Detection annotation listing:

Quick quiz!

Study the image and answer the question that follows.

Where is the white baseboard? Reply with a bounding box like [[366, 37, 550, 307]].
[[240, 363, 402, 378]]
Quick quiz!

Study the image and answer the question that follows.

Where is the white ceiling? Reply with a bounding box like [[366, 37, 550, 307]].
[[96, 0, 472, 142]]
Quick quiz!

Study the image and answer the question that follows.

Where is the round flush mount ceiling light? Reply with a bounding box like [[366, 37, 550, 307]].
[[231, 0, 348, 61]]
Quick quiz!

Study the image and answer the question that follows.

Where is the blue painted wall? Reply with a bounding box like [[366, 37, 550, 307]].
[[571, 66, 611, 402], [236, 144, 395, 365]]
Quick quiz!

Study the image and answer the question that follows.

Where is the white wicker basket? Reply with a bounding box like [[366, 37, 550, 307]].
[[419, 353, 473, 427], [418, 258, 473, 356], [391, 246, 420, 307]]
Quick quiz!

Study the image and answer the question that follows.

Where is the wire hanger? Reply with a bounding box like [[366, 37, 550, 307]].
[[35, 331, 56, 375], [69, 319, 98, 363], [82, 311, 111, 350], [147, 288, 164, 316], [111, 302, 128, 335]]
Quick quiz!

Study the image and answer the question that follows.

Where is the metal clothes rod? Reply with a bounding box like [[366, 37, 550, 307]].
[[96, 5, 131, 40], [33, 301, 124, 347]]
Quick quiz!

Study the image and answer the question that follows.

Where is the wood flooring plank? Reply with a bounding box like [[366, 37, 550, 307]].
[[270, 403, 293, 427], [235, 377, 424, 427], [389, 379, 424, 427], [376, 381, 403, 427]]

**Given exercise**
Turn every nonblank line of the listing above into a Markdown table with two columns, Row and Line, numbering the rows in order.

**Result of this task**
| Row | Line |
|---|---|
| 1 | Quick quiz! |
| 2 | Study the image and answer the question that follows. |
| 3 | Where is the white baseboard? Reply with a bounding box like [[366, 37, 550, 307]]. |
| 4 | [[240, 363, 402, 378]] |
| 5 | Quick quiz! |
| 6 | Study the image and answer the question that follows. |
| 7 | Where is the white ceiling? Reply with a bounding box like [[366, 37, 550, 307]]. |
| 8 | [[96, 0, 472, 142]] |
| 9 | Quick quiz! |
| 10 | Study the image and answer the question that follows. |
| 11 | Where is the round flush mount ceiling light? Reply with a bounding box like [[366, 37, 550, 307]]. |
| 12 | [[231, 0, 348, 61]] |
| 13 | Quick quiz! |
| 14 | Study the image and answer the question that follows. |
| 15 | Where is the blue painted wall? Reply with a bounding box like [[366, 37, 550, 307]]. |
| 16 | [[571, 66, 611, 402], [236, 144, 395, 365]] |
| 17 | Quick quiz! |
| 18 | Study the image and answer the question that follows. |
| 19 | Where is the white wicker basket? Reply with a bounding box like [[366, 37, 550, 307]]. |
| 20 | [[419, 353, 473, 427], [418, 258, 473, 356], [391, 246, 420, 307]] |
| 21 | Quick quiz! |
| 22 | Study the image and answer the question that follows. |
| 23 | Where is the wire hanger? Reply with a bounding box like [[366, 37, 550, 307]]. |
| 24 | [[35, 331, 56, 375], [69, 319, 98, 363], [82, 311, 111, 350], [147, 288, 164, 316], [111, 302, 128, 335]] |
| 25 | Quick quiz! |
| 26 | Study the image and answer the question that follows. |
| 27 | Where is the metal clothes rod? Reply with a bounding box like [[366, 37, 550, 307]]. |
| 28 | [[96, 5, 131, 40], [33, 301, 124, 347]] |
| 29 | Quick quiz! |
| 30 | Study the image and answer the question that follows. |
| 31 | Where is the wood flooring plank? Reply with a bounding box like [[366, 37, 550, 307]]. |
| 32 | [[270, 403, 293, 427], [235, 377, 424, 427], [389, 379, 424, 427], [376, 381, 403, 427]] |